(Dataset entries)
⁂
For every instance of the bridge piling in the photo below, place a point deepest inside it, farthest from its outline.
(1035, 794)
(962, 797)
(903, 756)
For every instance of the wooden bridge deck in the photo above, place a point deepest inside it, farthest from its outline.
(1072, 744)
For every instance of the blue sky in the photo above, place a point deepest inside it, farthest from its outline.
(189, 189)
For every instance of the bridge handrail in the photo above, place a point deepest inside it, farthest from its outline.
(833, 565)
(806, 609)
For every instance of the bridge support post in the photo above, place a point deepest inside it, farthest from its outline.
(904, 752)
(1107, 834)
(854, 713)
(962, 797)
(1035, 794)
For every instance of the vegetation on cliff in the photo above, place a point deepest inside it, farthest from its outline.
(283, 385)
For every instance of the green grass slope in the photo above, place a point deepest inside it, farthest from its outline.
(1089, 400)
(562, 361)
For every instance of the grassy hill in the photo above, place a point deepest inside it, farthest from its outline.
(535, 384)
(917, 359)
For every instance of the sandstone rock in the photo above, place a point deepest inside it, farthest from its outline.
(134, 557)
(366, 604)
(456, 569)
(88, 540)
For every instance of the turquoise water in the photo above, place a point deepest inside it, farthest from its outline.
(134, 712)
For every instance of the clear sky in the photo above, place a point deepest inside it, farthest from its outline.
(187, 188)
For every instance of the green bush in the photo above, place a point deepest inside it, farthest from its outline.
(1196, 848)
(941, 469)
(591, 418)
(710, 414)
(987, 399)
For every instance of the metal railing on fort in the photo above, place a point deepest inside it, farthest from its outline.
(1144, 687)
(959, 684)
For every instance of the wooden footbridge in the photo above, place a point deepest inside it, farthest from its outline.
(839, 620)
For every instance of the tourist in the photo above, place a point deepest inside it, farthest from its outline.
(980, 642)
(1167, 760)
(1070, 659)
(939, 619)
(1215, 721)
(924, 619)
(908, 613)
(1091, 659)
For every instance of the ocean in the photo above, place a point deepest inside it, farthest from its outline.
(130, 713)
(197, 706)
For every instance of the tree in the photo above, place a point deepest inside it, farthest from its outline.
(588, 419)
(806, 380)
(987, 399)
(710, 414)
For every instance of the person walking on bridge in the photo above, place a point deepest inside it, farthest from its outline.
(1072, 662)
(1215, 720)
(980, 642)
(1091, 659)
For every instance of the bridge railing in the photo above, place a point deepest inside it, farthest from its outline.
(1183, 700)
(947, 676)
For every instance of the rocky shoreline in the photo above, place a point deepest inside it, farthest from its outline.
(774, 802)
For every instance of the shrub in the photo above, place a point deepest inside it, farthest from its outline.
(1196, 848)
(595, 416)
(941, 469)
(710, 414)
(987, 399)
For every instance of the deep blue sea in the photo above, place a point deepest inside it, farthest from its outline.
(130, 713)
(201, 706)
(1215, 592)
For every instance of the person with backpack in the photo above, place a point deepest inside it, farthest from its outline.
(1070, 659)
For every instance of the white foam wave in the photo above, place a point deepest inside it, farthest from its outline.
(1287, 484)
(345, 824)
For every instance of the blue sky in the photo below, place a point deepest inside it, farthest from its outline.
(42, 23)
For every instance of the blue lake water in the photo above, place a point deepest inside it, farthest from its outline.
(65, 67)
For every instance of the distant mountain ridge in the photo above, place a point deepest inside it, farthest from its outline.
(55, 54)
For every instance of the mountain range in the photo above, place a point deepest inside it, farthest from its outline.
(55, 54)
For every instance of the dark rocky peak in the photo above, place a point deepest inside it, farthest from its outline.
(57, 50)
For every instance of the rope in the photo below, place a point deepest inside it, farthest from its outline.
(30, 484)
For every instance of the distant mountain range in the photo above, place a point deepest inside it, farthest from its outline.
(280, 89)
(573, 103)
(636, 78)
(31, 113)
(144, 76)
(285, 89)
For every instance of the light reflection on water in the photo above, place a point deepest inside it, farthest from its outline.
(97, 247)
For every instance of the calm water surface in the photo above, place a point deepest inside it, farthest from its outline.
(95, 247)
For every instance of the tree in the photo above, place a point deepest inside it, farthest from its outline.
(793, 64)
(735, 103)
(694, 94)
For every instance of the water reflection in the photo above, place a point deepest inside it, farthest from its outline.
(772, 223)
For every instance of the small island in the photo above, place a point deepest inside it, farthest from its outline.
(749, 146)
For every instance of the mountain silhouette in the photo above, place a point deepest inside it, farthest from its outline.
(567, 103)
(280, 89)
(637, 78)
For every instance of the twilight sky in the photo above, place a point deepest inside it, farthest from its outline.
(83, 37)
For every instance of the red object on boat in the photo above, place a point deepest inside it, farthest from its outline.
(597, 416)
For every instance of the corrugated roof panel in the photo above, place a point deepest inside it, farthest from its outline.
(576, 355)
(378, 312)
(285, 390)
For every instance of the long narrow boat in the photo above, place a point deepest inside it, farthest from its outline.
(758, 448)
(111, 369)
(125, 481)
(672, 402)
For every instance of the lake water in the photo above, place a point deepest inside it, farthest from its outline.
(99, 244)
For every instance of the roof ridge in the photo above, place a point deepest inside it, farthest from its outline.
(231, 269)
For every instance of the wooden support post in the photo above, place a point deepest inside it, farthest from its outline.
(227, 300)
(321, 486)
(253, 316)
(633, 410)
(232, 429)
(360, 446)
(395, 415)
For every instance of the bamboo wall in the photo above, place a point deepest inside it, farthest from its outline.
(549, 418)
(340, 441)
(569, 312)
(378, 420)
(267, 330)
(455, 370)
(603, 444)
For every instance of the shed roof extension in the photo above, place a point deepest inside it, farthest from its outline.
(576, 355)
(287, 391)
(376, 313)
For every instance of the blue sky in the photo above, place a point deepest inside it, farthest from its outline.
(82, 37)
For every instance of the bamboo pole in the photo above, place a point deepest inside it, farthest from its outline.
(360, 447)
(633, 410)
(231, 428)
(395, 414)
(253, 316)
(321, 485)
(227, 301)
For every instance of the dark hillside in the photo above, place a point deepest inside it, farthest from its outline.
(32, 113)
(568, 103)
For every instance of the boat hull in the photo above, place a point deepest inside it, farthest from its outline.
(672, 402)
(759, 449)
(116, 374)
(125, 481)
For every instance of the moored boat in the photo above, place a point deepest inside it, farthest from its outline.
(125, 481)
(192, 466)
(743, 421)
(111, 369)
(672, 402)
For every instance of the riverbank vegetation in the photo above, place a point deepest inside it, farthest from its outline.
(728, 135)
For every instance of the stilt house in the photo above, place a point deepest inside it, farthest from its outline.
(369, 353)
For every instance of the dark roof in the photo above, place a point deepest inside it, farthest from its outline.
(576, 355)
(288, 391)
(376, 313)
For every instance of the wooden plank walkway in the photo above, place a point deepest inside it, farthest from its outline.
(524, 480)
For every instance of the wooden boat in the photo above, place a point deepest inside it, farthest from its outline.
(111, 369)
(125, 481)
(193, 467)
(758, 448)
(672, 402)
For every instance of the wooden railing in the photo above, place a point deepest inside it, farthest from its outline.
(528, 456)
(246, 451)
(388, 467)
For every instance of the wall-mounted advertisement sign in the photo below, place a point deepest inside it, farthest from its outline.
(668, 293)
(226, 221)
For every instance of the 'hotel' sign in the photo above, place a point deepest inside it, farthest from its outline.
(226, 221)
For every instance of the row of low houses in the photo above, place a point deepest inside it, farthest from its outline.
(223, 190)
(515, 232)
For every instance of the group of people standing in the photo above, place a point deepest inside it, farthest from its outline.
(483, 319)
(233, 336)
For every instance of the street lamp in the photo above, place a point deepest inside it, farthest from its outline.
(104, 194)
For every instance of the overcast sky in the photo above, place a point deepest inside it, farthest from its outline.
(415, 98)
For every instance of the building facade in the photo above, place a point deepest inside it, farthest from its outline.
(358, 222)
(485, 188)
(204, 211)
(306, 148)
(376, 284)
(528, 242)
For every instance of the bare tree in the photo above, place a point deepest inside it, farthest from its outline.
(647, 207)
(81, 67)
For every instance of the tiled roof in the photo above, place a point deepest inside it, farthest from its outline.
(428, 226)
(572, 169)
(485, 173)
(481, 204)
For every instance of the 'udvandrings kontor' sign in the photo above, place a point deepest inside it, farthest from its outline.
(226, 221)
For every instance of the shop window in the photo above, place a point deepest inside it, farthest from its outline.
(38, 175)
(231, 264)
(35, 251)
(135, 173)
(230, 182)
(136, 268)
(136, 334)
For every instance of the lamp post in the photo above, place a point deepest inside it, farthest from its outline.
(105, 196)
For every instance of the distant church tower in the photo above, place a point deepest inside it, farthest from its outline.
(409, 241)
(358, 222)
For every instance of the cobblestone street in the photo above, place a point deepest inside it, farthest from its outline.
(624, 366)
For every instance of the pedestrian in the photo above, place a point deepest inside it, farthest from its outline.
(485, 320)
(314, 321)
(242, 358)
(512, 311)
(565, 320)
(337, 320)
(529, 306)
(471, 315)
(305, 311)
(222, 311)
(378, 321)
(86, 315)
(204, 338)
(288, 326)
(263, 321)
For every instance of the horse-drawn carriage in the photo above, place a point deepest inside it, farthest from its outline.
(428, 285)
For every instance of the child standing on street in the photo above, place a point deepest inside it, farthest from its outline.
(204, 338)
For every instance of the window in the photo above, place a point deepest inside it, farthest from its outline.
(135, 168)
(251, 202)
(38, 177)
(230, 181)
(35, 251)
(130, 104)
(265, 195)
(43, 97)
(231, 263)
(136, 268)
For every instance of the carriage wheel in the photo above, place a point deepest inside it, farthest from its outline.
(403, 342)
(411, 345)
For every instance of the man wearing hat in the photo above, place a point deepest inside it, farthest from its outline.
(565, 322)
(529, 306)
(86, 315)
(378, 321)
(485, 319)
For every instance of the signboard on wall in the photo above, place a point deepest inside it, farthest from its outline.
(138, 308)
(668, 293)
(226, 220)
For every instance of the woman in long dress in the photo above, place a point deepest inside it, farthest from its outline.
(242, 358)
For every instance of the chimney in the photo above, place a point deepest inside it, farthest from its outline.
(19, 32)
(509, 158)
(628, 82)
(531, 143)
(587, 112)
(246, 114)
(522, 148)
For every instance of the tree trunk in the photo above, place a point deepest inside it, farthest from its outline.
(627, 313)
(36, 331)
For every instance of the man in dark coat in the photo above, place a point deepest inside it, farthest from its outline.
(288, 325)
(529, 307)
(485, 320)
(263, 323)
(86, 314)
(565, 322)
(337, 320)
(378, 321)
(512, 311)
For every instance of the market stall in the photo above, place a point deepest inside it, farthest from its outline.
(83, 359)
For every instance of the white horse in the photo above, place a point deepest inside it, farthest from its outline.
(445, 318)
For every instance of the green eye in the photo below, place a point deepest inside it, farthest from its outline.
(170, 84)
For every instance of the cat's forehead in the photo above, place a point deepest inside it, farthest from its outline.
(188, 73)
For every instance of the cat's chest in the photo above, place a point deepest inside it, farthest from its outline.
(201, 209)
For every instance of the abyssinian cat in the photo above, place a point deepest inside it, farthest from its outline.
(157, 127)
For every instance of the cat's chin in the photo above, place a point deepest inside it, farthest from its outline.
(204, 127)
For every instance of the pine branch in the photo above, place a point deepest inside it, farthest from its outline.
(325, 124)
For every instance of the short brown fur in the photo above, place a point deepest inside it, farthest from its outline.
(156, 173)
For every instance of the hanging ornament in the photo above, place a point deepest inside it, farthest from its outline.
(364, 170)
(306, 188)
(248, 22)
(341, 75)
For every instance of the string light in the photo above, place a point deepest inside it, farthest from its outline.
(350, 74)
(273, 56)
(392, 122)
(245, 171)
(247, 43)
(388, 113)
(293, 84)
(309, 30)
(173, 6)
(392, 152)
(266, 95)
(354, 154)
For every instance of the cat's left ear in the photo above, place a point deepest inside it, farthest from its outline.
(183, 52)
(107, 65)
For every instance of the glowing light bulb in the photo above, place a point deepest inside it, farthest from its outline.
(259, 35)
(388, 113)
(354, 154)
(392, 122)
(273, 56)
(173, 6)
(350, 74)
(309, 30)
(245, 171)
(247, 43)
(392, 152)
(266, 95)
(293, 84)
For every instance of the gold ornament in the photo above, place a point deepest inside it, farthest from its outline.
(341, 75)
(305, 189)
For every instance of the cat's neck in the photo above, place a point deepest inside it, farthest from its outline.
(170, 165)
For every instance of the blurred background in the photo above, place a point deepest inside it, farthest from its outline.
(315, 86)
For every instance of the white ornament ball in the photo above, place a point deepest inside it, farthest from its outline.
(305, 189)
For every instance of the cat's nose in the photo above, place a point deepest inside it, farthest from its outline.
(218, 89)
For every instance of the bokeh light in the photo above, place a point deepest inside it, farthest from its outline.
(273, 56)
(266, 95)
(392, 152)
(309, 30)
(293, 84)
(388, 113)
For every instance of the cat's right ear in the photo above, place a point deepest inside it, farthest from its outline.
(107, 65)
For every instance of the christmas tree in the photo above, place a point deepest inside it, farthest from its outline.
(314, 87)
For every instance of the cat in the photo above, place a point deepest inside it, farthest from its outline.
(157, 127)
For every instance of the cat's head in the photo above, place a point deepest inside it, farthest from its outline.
⁂
▶ BRIEF: Only the lines from the one containing "For every instance of the cat's nose" to the end of the data should be printed, exactly as they stand.

▶ RESULT BELOW:
For every instance of the cat's nose in the photo above, place a point deepest inside it, farthest from its outline.
(218, 89)
For every instance of the bokeh light in the photo above, place a point deepest inside it, farthest from its outline.
(273, 56)
(266, 95)
(392, 152)
(309, 30)
(293, 84)
(388, 113)
For every instance of the cat's right ear in the photo above, place a point deepest inside it, farthest from its outline.
(107, 65)
For every instance of the christmas tree in the photo above, place a point deepest inside it, farthest from its outline.
(314, 87)
For every instance of the cat in the photo above, place a point deepest inside it, farthest from its outline.
(157, 127)
For every instance of the cat's head in the photo above, place a point deepest inside it, farthest from its outline.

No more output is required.